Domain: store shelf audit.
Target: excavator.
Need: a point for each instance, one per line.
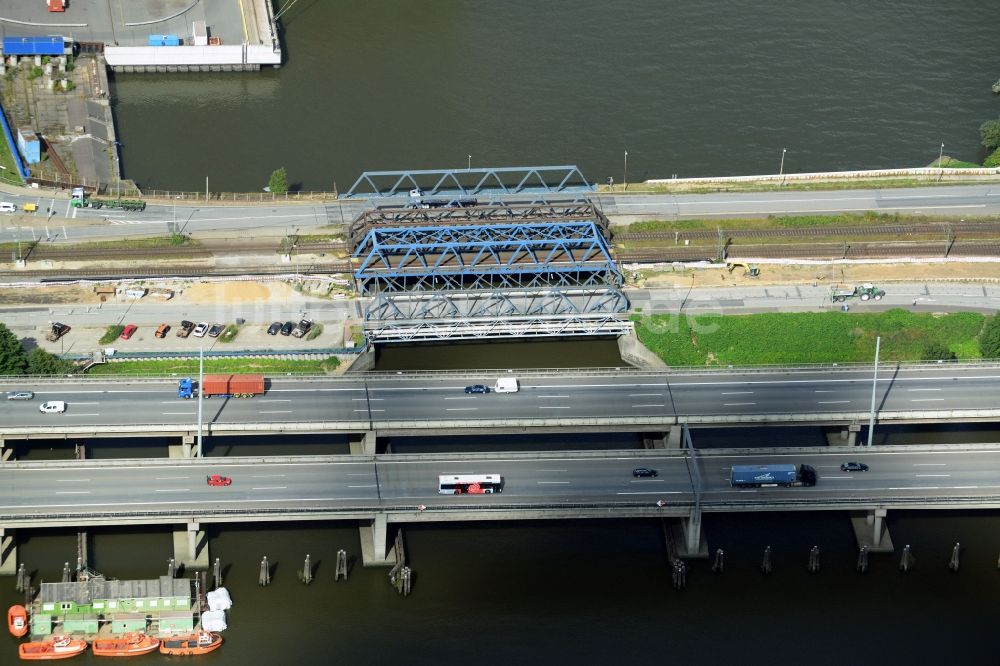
(749, 270)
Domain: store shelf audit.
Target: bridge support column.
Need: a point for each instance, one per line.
(184, 449)
(365, 444)
(870, 530)
(8, 552)
(191, 547)
(375, 550)
(688, 537)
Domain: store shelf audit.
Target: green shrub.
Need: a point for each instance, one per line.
(111, 334)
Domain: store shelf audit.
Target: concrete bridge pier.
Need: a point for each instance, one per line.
(846, 436)
(375, 549)
(870, 530)
(8, 552)
(364, 444)
(185, 449)
(690, 540)
(191, 547)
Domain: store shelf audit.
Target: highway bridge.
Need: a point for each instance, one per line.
(385, 489)
(398, 404)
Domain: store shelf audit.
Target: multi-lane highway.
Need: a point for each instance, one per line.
(625, 399)
(297, 487)
(57, 222)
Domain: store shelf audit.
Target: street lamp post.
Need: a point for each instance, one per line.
(871, 417)
(625, 173)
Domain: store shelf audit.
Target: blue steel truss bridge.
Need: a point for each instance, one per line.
(437, 269)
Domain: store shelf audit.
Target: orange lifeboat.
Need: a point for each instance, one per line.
(200, 643)
(17, 620)
(125, 646)
(60, 647)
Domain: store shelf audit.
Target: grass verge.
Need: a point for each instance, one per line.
(806, 337)
(188, 367)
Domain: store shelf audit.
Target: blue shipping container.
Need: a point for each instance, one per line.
(164, 40)
(33, 46)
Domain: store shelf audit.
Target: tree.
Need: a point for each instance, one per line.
(12, 361)
(936, 351)
(279, 181)
(989, 338)
(990, 133)
(41, 362)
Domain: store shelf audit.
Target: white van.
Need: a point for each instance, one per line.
(506, 385)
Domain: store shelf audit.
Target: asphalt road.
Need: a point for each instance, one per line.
(563, 396)
(529, 479)
(57, 222)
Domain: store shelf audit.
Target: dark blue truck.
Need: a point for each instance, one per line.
(760, 476)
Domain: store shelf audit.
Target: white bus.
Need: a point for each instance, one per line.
(469, 484)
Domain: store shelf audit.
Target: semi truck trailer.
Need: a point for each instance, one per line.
(762, 476)
(228, 386)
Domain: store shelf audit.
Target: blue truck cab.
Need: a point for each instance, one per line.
(761, 476)
(185, 388)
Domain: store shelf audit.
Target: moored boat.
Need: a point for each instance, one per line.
(60, 647)
(200, 643)
(125, 646)
(17, 620)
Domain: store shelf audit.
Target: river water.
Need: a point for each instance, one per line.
(688, 88)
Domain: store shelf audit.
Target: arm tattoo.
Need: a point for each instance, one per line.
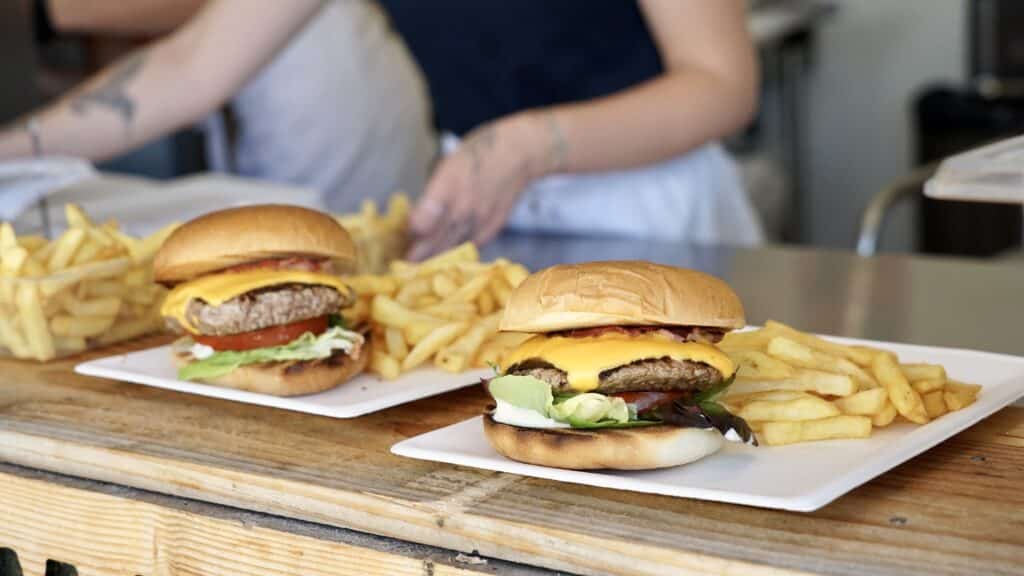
(477, 144)
(111, 92)
(559, 146)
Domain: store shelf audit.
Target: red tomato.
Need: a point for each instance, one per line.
(272, 336)
(305, 264)
(645, 401)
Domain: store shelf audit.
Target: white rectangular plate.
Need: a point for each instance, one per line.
(802, 477)
(361, 395)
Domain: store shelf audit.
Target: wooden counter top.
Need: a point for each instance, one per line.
(957, 508)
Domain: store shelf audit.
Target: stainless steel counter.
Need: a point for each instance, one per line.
(902, 298)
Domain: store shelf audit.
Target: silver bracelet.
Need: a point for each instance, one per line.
(32, 127)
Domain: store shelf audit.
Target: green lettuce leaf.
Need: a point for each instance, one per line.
(306, 346)
(580, 411)
(522, 392)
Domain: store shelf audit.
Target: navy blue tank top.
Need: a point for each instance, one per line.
(486, 58)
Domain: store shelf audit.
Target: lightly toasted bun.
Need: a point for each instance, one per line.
(237, 236)
(272, 377)
(621, 293)
(621, 449)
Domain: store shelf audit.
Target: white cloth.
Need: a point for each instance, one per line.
(343, 109)
(696, 198)
(26, 181)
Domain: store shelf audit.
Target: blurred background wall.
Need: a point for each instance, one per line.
(872, 59)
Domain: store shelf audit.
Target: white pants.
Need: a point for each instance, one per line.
(696, 198)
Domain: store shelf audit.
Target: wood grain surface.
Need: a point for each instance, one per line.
(102, 534)
(957, 508)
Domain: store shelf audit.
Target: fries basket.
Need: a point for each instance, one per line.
(78, 309)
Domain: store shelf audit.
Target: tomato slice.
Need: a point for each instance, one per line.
(645, 401)
(272, 336)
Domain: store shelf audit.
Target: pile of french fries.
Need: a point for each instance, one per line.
(793, 386)
(445, 309)
(90, 287)
(379, 238)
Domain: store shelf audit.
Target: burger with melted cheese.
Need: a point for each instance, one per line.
(257, 299)
(622, 372)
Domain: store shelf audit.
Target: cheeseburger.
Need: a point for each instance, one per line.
(622, 372)
(256, 296)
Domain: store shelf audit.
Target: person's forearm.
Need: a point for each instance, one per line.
(166, 85)
(145, 17)
(654, 121)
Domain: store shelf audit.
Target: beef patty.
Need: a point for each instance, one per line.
(263, 309)
(662, 374)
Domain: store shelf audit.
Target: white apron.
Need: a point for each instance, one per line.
(696, 198)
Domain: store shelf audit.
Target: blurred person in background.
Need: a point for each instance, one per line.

########################################

> **What you will do**: Repeat the material above verbatim, with no pictures in the output.

> **Right answer**:
Domain: store shelf audit.
Target: excavator.
Need: a point for each instance, one per line.
(749, 270)
Domain: store shelf audit.
Target: bridge support column.
Need: a point for each instance, one per line.
(184, 449)
(365, 444)
(870, 530)
(8, 552)
(191, 547)
(375, 550)
(688, 537)
Domain: store shelf audit.
Target: green shrub.
Need: a point for each instance, one per line.
(111, 334)
Domain: store shelf audit.
Target: concrete bridge pier.
Need: a point for each instance, one per line.
(846, 436)
(375, 549)
(870, 530)
(8, 552)
(364, 444)
(185, 449)
(690, 540)
(191, 547)
Domain: store shelf audit.
Target: highway bridge.
Need: a point for each instance, one per line.
(385, 489)
(398, 404)
Domain: store shelf audit.
Target: multi-lane highway.
Need: a point for each instance, one per line.
(625, 399)
(297, 487)
(57, 222)
Domain: store shelf audit.
Target: street lamp post.
Need: a point for each instance, one per line.
(871, 417)
(625, 173)
Domain: store shelf audit.
Target: blue steel truss bridge.
Need: a point for each instance, one per line.
(437, 269)
Domain: store shelf audit.
Target: orange lifeboat.
Need: a point for each instance, one per line.
(200, 643)
(17, 620)
(125, 646)
(60, 647)
Domain: store shelf audit.
Target: grass verge.
Need: a point for each instance, one per line.
(806, 337)
(188, 367)
Domain: store shelf audit.
Target: blue shipping container.
Need: a point for each instance, one per line.
(164, 40)
(33, 46)
Domain: store shelf audit.
Target: tree.
Need: a point for each instance, one per line.
(12, 361)
(936, 351)
(279, 181)
(989, 338)
(990, 133)
(41, 362)
Domain: store shelf audit.
Target: white van.
Need: a point for each instance, one per line.
(506, 385)
Domain: store shelf audit.
Target: asphalt road.
Need: a point for each instance, one per line.
(563, 396)
(529, 479)
(57, 222)
Domain: store shelf audit.
Target: dark blue truck.
Need: a point for each instance, one per line.
(760, 476)
Domain: store shelf audit.
Target: white bus.
Need: a point for each instance, one per line.
(469, 484)
Domain: store shelf audit.
Target: semi truck trailer.
Need: a point for each instance, one per line.
(762, 476)
(228, 386)
Domain: store shelf audit.
Target: blue truck cab.
Need: a point for each instance, one per line.
(761, 476)
(185, 388)
Domain: store shelf audit.
Target: moored boat.
Need: a point for each instance, one per line.
(60, 647)
(200, 643)
(125, 646)
(17, 620)
Domain: store shelf audit.
Target: river water.
Need: a point for each instance, one per line.
(688, 88)
Domain: store shelf audit.
Target: arm tattoo.
Need: a point for each instance, one per line.
(477, 144)
(111, 92)
(559, 146)
Domain: store shelf audit.
Target: red tomato.
Need: a point for each instance, one per line.
(272, 336)
(305, 264)
(645, 401)
Domain: store shelf audit.
Target: white rectangular plate.
Need: a point for each instance, one per line.
(802, 477)
(361, 395)
Domain: store shelf audit.
Target: wooden counter top.
Need: a point for each instance, one per line.
(957, 508)
Domain: store shelf audit.
Target: stainless steel counter.
Need: a point for each instance, one per line.
(902, 298)
Domain: store shelf audit.
Target: silver bracelet.
Need: a point for each instance, one per line.
(32, 127)
Domain: store shelf audit.
Target: green lettuce leaf.
Need: a point for each instance, one per line.
(306, 346)
(580, 411)
(522, 392)
Domain: store shelf audit.
Target: navy blue tank top.
Need: a point for each instance, one per line.
(486, 58)
Domain: store shelf audit.
Target: lightly toasted bun.
Need: a point for each instance, one per line.
(237, 236)
(272, 377)
(621, 293)
(621, 449)
Domain: store shelf audit.
Target: white cloth.
Need: a point for each instance, one per line.
(343, 109)
(696, 198)
(26, 181)
Domain: store shelf audit.
Target: blurred background wall.
Need: a point for each instance, one per line.
(872, 59)
Domain: store shelf audit.
Target: white pants.
Need: a point for each instance, one per line.
(696, 198)
Domain: store shelf audit.
Target: wood grain surface.
Need: a point for each instance, one per line.
(102, 534)
(957, 508)
Domain: store shelf audit.
Target: fries basket.
Need: a point for each instance, one per line.
(78, 309)
Domain: store shelf audit.
Target: tomato slice.
Need: a point for each instance, one per line.
(645, 401)
(272, 336)
Domain: store shelf audit.
Target: pile of french fries.
Need: a point for each instance, one per line.
(793, 386)
(445, 309)
(90, 287)
(379, 238)
Domain: store shelf audit.
Target: burger with melted cheese.
Need: a point for each instance, one per line.
(257, 299)
(622, 372)
Domain: store shelf audit.
Target: cheeseburger.
Need: a point for each instance, one per line.
(622, 372)
(256, 296)
Domain: store shelf audit.
Target: person's forearm.
Need: a point for each instance, one per line.
(166, 85)
(145, 17)
(654, 121)
Domain: store shelf audit.
Target: beef patty.
Need: a point for each instance, one per line.
(263, 309)
(662, 374)
Domain: store shelf audit.
Target: white apron.
Need: a point for each instance, one per line.
(696, 198)
Domain: store shelf audit.
Target: blurred person in background.
Need: a point for each instance, one per line.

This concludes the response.